● **MATERIAL TO PROCESS**
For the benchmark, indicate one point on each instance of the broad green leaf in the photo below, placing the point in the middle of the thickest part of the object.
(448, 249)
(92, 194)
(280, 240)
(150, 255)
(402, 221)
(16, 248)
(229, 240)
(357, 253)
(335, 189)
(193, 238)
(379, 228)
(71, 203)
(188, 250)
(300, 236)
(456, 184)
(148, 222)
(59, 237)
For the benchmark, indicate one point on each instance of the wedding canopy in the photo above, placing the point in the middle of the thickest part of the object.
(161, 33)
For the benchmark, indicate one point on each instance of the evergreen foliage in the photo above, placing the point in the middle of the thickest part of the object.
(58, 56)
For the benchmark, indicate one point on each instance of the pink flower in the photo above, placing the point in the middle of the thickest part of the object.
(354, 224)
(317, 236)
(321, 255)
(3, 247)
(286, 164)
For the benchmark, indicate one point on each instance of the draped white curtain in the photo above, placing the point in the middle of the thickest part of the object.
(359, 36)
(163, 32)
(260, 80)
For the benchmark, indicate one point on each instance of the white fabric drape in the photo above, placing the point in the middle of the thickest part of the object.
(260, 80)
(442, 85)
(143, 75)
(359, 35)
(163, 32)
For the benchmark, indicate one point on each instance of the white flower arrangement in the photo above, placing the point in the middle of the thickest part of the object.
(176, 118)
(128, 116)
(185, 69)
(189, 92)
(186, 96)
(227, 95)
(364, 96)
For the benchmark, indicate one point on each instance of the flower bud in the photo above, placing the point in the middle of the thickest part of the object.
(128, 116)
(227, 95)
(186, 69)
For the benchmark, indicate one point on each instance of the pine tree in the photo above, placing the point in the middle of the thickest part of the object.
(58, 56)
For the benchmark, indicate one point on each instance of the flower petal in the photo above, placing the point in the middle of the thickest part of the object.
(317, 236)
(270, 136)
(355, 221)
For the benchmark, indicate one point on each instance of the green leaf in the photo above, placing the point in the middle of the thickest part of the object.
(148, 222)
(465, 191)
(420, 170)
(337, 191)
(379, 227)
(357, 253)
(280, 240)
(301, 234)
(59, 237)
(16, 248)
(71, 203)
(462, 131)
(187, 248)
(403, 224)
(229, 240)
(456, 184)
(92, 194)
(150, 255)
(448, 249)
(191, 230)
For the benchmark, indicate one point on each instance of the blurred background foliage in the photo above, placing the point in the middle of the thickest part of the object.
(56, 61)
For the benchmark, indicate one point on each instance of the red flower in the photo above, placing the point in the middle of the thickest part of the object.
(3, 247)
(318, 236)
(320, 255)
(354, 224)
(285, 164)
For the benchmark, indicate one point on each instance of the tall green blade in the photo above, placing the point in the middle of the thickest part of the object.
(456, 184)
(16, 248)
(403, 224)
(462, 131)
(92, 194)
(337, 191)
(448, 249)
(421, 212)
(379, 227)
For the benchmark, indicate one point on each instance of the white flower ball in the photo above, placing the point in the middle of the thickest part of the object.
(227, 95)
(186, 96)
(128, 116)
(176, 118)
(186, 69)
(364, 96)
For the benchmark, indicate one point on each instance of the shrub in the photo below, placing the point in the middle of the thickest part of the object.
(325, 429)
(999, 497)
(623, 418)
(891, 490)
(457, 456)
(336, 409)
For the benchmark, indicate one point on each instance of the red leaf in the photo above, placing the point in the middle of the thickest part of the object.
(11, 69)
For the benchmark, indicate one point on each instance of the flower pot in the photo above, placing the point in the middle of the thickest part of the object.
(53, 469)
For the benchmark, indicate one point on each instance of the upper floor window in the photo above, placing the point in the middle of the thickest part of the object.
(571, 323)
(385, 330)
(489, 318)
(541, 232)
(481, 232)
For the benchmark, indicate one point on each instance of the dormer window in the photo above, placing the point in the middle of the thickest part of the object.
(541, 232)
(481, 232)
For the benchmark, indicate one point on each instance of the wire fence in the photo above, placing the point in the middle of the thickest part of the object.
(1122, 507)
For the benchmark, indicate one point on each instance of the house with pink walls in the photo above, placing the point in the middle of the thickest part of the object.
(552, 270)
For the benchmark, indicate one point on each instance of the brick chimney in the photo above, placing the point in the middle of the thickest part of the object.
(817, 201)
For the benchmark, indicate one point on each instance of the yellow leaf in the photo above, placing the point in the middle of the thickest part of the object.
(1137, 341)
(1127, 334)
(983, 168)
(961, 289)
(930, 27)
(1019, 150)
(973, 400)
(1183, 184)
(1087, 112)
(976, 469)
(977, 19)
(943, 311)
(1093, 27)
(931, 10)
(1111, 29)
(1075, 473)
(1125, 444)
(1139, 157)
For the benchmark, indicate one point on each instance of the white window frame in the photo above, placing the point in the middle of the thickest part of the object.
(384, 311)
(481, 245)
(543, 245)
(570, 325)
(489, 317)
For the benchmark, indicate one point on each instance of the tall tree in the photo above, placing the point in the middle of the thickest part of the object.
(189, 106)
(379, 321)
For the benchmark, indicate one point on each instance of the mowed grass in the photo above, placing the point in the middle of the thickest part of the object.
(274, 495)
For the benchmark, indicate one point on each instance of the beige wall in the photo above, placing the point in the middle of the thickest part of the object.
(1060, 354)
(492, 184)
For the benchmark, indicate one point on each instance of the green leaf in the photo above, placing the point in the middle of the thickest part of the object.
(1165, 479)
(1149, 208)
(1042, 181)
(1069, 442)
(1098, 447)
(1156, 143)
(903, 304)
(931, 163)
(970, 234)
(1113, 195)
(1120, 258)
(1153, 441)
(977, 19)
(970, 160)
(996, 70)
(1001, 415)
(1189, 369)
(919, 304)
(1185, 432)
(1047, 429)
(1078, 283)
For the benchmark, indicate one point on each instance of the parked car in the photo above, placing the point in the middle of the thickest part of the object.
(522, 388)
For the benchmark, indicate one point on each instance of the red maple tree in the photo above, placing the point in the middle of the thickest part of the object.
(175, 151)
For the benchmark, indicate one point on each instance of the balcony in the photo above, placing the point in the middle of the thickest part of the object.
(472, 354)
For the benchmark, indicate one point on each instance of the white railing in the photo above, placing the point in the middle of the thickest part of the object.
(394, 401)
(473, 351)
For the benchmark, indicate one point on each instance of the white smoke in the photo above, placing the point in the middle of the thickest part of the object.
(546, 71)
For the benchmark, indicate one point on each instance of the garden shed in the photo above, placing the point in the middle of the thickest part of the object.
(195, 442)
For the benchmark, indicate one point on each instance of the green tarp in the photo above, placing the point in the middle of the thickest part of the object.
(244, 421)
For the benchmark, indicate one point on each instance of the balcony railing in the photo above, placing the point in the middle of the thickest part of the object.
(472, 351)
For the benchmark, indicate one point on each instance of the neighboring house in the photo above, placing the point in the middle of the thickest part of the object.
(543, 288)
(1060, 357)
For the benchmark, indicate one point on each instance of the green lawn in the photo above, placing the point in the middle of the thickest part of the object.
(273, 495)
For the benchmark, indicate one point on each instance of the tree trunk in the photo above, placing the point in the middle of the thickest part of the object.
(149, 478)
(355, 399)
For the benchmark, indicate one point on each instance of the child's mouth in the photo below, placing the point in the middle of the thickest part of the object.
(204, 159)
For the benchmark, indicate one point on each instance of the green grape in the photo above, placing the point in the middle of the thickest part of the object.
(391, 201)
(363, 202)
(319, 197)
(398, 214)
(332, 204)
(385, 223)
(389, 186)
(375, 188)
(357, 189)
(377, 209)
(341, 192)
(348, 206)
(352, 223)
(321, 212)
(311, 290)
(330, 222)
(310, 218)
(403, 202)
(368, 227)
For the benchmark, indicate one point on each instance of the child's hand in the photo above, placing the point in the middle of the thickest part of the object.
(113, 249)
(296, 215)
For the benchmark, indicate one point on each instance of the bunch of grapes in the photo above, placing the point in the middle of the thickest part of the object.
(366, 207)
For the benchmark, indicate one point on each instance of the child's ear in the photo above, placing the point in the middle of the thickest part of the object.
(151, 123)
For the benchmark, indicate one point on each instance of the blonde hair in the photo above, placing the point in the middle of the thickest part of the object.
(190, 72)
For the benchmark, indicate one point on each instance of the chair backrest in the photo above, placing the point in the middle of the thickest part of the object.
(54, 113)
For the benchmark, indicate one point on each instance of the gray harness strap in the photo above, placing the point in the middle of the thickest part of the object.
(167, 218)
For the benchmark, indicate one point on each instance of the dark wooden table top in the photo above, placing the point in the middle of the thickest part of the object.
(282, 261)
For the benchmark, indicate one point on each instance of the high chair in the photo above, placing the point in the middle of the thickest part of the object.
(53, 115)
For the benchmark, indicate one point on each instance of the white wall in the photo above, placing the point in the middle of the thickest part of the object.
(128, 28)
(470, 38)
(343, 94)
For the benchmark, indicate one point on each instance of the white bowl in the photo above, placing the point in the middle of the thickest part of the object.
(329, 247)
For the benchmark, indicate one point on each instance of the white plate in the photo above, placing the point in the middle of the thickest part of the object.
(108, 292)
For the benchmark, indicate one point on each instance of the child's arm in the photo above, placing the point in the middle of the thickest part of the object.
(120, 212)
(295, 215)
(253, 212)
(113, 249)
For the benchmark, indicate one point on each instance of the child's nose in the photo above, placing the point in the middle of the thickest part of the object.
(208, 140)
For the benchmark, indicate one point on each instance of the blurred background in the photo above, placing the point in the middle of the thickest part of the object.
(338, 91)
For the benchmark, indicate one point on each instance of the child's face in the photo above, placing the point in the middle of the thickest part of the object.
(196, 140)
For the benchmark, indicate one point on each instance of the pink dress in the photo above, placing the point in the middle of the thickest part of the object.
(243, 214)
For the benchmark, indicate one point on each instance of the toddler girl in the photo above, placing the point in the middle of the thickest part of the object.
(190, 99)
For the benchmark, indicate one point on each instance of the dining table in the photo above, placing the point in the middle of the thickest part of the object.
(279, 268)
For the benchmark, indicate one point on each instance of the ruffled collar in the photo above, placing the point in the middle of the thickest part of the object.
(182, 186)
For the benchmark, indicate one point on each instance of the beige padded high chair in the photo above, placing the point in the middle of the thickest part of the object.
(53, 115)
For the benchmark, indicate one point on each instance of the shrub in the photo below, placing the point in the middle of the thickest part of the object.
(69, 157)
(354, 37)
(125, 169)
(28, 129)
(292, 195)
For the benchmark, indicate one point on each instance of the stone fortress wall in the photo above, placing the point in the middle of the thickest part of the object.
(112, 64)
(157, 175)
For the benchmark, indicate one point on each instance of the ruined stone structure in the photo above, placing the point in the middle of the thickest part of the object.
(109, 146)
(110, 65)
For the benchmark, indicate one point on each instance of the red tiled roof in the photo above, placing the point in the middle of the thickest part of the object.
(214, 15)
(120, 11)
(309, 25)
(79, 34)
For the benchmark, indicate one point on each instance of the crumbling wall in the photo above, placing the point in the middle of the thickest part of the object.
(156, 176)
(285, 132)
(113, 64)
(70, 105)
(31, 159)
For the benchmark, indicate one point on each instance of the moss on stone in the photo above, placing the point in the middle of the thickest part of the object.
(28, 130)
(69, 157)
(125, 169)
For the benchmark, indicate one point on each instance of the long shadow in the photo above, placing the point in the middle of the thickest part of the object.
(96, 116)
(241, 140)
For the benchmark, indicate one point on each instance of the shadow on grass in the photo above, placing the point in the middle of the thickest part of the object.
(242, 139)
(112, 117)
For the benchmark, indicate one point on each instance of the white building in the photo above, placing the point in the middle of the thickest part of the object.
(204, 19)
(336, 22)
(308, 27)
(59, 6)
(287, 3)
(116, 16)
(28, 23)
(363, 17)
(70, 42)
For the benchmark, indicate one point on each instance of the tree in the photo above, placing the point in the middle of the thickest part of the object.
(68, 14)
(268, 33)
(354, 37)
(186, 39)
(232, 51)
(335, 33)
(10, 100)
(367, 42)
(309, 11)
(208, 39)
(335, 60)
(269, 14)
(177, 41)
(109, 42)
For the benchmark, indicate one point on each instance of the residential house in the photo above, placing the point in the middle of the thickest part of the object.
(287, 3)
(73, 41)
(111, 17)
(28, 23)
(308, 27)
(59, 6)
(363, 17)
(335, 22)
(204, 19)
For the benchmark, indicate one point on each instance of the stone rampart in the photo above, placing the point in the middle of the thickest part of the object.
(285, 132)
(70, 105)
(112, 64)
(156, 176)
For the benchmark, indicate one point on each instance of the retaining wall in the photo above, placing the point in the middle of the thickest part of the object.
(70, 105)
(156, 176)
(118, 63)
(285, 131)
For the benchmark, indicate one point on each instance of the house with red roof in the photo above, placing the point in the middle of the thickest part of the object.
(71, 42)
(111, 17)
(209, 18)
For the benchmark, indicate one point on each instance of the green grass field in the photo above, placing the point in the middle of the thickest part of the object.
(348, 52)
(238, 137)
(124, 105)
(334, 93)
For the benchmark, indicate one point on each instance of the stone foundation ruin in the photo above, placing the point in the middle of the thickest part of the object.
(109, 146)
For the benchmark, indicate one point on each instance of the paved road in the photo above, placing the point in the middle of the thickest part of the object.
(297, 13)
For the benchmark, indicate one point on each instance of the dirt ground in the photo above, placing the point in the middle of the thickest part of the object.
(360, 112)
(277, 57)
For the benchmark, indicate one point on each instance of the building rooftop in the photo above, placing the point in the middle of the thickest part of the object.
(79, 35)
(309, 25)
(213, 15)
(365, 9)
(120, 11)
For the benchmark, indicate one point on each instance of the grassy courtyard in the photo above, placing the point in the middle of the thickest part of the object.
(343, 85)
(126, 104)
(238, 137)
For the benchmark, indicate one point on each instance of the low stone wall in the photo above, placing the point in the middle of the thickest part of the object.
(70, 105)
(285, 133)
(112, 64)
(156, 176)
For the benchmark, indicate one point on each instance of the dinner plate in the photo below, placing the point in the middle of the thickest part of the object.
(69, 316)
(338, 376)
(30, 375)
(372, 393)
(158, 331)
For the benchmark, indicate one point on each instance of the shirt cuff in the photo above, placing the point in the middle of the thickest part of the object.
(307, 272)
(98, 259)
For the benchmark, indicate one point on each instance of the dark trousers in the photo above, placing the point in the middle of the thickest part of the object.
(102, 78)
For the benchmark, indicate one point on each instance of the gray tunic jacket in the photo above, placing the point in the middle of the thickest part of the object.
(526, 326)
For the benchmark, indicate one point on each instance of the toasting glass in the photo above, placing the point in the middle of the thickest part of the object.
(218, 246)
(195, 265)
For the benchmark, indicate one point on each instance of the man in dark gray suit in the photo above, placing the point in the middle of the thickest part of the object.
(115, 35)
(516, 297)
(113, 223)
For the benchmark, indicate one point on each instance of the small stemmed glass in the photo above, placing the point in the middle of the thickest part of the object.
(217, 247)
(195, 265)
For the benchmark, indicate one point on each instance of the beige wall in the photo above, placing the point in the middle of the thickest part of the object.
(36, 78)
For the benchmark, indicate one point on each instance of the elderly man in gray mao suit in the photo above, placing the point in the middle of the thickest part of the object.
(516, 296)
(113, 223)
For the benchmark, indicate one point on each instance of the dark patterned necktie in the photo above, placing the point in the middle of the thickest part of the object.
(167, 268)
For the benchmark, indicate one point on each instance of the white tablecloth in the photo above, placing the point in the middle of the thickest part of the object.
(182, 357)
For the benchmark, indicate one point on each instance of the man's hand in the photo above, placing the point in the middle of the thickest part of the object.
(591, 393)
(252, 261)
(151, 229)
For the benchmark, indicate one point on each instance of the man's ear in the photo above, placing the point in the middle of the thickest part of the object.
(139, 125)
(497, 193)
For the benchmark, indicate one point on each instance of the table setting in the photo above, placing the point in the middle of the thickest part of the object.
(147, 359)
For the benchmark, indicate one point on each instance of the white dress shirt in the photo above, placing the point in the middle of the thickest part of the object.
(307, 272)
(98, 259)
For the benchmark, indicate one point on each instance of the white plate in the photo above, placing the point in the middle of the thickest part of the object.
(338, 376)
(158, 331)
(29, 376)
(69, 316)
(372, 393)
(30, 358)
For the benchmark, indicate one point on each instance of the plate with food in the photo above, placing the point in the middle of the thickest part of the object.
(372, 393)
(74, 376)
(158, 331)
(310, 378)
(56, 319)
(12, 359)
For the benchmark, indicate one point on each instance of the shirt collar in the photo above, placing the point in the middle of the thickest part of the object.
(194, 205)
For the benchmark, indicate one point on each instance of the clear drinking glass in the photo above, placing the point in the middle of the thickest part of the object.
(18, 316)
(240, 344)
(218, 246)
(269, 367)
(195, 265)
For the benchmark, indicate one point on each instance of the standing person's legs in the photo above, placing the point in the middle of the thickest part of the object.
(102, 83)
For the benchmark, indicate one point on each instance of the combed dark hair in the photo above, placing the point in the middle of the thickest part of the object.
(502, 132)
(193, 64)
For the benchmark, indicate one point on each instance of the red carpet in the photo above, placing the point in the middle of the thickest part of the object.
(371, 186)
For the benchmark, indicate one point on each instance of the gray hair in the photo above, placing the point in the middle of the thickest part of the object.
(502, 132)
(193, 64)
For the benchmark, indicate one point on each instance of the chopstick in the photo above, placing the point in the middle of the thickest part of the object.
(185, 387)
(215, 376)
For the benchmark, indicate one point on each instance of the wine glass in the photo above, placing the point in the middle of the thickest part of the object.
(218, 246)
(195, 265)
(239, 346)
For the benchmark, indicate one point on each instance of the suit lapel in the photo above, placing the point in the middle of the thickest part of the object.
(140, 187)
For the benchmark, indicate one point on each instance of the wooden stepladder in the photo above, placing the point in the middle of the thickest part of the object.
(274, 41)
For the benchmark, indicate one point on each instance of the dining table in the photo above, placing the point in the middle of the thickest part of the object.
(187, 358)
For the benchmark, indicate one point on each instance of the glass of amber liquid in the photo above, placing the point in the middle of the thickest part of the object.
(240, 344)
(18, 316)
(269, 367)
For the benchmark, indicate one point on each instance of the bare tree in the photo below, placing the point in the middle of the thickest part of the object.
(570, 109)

● **WHAT YOU SHOULD DO**
Please reproduce the part of the entries that opens with the line containing "the flower pot" and closes with the line containing "(1139, 157)", both lines included, with the requests left as they are. Multiply every point coordinate in the answers by 0.95 and round each to a whole number, halves going up, and return only those lines.

● **FULL ANSWER**
For the benchmark, indicate one point on each instance of the flower pot in the photo above, placing the point in the middle of the thickest part of the object.
(50, 446)
For the benchmark, indicate one point on each instance of the upper floor window in the photo above, placing the point in the middle of the thickest part of the object.
(542, 307)
(366, 314)
(465, 302)
(514, 220)
(457, 220)
For the benchmark, indicate one point on each instance of the dormer window in the photo above, placing the point in the middle of the thickest part of the object.
(514, 220)
(457, 220)
For the benchmark, indicate one point on each instance of the wire fence in the photo above, placing the point in the middle of the thickest part of the object.
(1066, 482)
For the benchmark, indicate one point on each instance of the house with pink walls in the photo above, placing the point in the middle of the thickest part of the object.
(524, 257)
For the benchmark, indicate one point on each instance of the brick chimney in the photo above, placing the point in the middle of the thickest part of the object.
(776, 191)
For the benchmark, indicate one point on each instance of the yellow leaf in the photo above, placing the point in the middle of the thickest part of the object.
(1080, 324)
(1071, 317)
(934, 160)
(913, 275)
(884, 26)
(968, 143)
(924, 380)
(1124, 175)
(1033, 106)
(927, 446)
(928, 18)
(896, 295)
(1038, 26)
(884, 10)
(1055, 28)
(1021, 449)
(1069, 422)
(1082, 149)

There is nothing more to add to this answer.